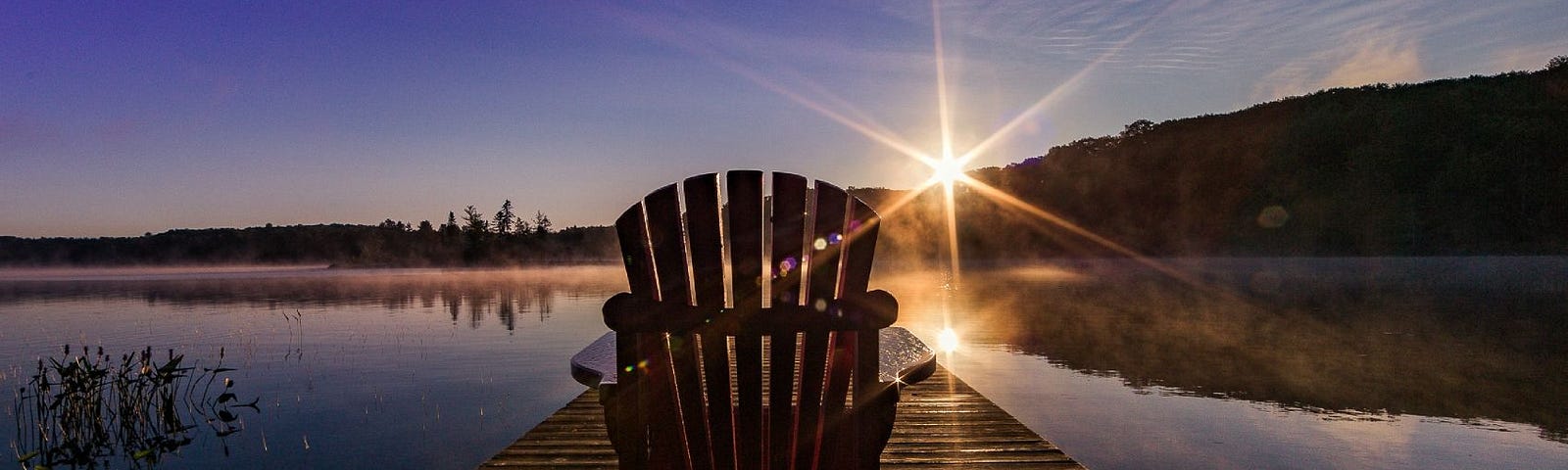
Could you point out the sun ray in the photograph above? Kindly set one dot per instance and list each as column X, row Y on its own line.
column 1001, row 196
column 682, row 39
column 941, row 85
column 1007, row 129
column 953, row 231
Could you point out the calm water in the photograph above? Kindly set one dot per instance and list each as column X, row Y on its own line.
column 1243, row 364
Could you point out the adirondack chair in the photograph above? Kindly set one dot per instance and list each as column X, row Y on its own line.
column 768, row 360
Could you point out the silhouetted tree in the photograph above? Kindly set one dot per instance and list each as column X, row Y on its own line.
column 474, row 221
column 504, row 218
column 1137, row 127
column 451, row 229
column 475, row 234
column 541, row 224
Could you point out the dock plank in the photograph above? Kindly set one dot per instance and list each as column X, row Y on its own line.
column 943, row 423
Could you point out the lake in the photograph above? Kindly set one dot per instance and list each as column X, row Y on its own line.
column 1183, row 364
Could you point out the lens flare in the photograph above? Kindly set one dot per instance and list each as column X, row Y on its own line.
column 948, row 341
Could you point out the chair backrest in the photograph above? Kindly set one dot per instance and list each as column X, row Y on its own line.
column 741, row 339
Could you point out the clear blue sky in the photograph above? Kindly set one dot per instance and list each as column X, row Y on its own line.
column 122, row 118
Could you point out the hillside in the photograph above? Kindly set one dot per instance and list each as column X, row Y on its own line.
column 1452, row 166
column 1443, row 168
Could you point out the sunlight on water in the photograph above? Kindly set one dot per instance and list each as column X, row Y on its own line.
column 948, row 341
column 1343, row 364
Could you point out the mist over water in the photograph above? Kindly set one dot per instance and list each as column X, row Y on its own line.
column 1269, row 362
column 1256, row 362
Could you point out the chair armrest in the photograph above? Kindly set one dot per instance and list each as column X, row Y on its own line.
column 626, row 312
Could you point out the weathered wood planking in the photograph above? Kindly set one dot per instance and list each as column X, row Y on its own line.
column 943, row 423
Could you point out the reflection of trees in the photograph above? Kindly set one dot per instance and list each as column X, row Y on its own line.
column 1435, row 349
column 460, row 294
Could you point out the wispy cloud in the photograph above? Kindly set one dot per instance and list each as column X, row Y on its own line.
column 1361, row 57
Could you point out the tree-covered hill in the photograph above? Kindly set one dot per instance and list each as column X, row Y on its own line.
column 1443, row 168
column 1452, row 166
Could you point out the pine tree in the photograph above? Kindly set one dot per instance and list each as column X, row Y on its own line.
column 541, row 224
column 474, row 221
column 504, row 218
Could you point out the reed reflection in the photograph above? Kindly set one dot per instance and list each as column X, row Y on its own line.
column 1348, row 339
column 467, row 297
column 98, row 411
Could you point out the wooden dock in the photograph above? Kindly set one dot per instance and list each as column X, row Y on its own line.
column 943, row 423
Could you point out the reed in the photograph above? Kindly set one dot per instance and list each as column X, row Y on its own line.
column 91, row 409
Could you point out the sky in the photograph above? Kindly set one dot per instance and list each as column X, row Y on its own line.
column 122, row 118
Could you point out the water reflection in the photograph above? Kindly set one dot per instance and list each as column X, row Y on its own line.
column 365, row 368
column 469, row 297
column 1462, row 339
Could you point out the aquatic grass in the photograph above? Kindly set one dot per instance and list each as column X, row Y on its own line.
column 91, row 409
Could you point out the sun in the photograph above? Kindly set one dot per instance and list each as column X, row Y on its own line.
column 948, row 171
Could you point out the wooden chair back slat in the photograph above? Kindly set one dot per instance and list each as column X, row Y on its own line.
column 822, row 248
column 629, row 433
column 705, row 239
column 634, row 251
column 745, row 262
column 859, row 245
column 789, row 227
column 708, row 278
column 861, row 227
column 705, row 397
column 666, row 237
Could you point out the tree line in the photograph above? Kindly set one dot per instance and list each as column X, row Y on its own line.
column 474, row 240
column 1457, row 166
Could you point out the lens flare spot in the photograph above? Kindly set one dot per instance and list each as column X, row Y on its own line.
column 1272, row 216
column 948, row 341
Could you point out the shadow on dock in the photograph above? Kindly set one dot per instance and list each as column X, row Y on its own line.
column 941, row 423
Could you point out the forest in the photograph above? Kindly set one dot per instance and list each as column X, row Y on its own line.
column 1458, row 166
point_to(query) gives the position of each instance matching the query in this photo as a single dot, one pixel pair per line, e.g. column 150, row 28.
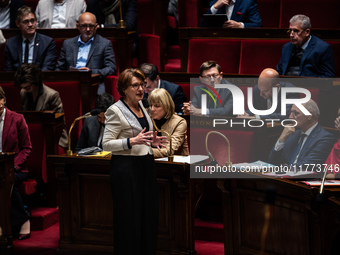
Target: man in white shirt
column 303, row 143
column 59, row 13
column 240, row 13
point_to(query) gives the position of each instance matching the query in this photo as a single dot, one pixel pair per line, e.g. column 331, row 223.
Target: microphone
column 268, row 212
column 320, row 196
column 212, row 159
column 121, row 21
column 94, row 112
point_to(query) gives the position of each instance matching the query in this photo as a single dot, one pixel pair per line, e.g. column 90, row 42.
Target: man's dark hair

### [GOAL OF THE EXERCISE]
Copy out each line of the material that holds the word "matching".

### [RESPONSE TO THE EXERCISE]
point_to(query) gives the position of each instance matching the query in this photo as a single dot, one pixel pair per line, e.g. column 150, row 28.
point_to(query) gives the position of each instance matching the query in this photo as a single dot, one pixel pair per line, e.g. column 331, row 223.
point_to(query) gives the position of each instance matching the query in this photo as a single dot, one pixel pair per line, e.g. column 90, row 42.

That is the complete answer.